THE INPUT:
>> start
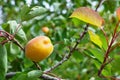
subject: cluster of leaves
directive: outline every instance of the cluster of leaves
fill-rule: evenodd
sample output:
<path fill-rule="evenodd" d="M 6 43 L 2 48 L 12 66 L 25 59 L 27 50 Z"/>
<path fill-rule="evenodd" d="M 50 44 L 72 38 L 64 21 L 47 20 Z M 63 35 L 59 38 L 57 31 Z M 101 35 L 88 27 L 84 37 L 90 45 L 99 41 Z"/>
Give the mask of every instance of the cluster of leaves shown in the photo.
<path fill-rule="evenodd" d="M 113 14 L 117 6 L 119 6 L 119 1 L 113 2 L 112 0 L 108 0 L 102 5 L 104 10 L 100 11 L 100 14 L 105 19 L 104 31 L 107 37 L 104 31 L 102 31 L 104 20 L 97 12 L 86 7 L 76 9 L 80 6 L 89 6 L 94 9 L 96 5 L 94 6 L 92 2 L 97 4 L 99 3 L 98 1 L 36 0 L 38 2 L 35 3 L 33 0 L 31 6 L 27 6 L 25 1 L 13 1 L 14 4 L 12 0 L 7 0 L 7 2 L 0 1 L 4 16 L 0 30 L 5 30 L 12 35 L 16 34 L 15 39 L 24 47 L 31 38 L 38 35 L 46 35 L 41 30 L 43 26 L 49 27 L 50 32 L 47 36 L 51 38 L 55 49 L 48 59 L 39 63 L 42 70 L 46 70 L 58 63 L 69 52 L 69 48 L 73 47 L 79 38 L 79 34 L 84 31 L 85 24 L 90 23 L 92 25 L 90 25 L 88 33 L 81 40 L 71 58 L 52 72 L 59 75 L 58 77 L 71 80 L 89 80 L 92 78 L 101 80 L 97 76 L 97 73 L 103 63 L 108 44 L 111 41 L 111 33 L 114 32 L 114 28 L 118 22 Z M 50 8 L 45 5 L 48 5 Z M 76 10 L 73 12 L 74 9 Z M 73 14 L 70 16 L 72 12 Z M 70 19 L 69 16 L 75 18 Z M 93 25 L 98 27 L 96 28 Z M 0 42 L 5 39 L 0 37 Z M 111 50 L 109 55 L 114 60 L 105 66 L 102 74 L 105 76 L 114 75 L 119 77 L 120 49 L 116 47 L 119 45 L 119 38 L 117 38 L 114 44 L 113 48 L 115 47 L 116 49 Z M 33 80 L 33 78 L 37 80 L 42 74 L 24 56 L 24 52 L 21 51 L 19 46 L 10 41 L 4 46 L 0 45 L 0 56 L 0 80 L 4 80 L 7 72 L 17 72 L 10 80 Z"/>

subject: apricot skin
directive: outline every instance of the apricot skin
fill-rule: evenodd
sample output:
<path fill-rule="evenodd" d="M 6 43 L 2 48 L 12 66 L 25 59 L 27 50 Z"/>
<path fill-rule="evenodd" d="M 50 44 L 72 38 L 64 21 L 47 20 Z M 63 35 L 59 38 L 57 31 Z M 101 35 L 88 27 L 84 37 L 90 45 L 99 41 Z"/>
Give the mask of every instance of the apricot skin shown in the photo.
>> end
WHAT TO PRODUCE:
Rewrite all the records above, changing every "directive" to "instruction" and leaving everything else as it is. Omit the pictures from your answer.

RESPONSE TO THE TASK:
subject: cluster of leaves
instruction: outline every instance of the cluster of leaves
fill-rule: evenodd
sample output:
<path fill-rule="evenodd" d="M 6 43 L 2 48 L 12 66 L 25 59 L 27 50 Z"/>
<path fill-rule="evenodd" d="M 50 44 L 72 38 L 64 21 L 47 20 Z M 63 35 L 59 38 L 57 31 Z M 101 35 L 88 27 L 84 37 L 90 45 L 99 41 Z"/>
Give the mask of every instance of the cluster of leaves shown in the photo.
<path fill-rule="evenodd" d="M 113 14 L 117 6 L 119 6 L 119 1 L 113 2 L 112 0 L 108 0 L 102 5 L 104 10 L 100 11 L 100 14 L 105 19 L 104 31 L 107 37 L 104 31 L 102 31 L 104 20 L 97 12 L 86 7 L 76 9 L 80 6 L 89 6 L 94 9 L 96 5 L 94 6 L 92 2 L 97 4 L 99 3 L 98 1 L 36 0 L 38 2 L 35 3 L 33 0 L 31 6 L 27 6 L 25 1 L 13 1 L 14 4 L 12 0 L 7 0 L 7 2 L 0 1 L 4 16 L 0 30 L 5 30 L 12 35 L 16 34 L 15 39 L 24 47 L 31 38 L 38 35 L 46 35 L 41 30 L 43 26 L 49 27 L 50 32 L 47 36 L 51 38 L 55 49 L 48 59 L 39 63 L 42 70 L 46 70 L 58 63 L 69 52 L 69 48 L 73 47 L 79 38 L 79 34 L 84 31 L 85 24 L 90 23 L 92 25 L 90 25 L 88 33 L 81 40 L 71 58 L 52 72 L 59 75 L 58 77 L 71 80 L 89 80 L 92 78 L 101 80 L 97 76 L 97 73 L 103 63 L 108 44 L 111 41 L 111 33 L 114 32 L 114 28 L 118 22 Z M 50 8 L 45 5 L 48 5 Z M 76 10 L 73 12 L 74 9 Z M 73 14 L 70 16 L 72 12 Z M 70 19 L 69 16 L 75 18 Z M 93 25 L 98 27 L 96 28 Z M 0 42 L 5 39 L 0 37 Z M 111 50 L 109 55 L 114 60 L 105 66 L 102 74 L 105 76 L 114 75 L 119 77 L 120 49 L 116 47 L 119 45 L 119 38 L 117 38 L 114 44 L 113 48 L 115 47 L 116 49 Z M 33 80 L 33 78 L 37 80 L 42 74 L 24 56 L 24 52 L 21 51 L 19 46 L 10 41 L 4 46 L 0 45 L 0 56 L 0 80 L 4 80 L 7 72 L 17 72 L 10 80 Z"/>

subject: apricot skin
instruction: outline every instance of the apricot skin
fill-rule: evenodd
sample output:
<path fill-rule="evenodd" d="M 6 43 L 2 48 L 12 66 L 25 59 L 27 50 Z"/>
<path fill-rule="evenodd" d="M 50 44 L 72 38 L 64 21 L 47 20 Z M 63 35 L 59 38 L 57 31 Z M 101 35 L 88 27 L 84 37 L 90 45 L 99 41 Z"/>
Give the mask of every instance of the apricot skin shown in the photo.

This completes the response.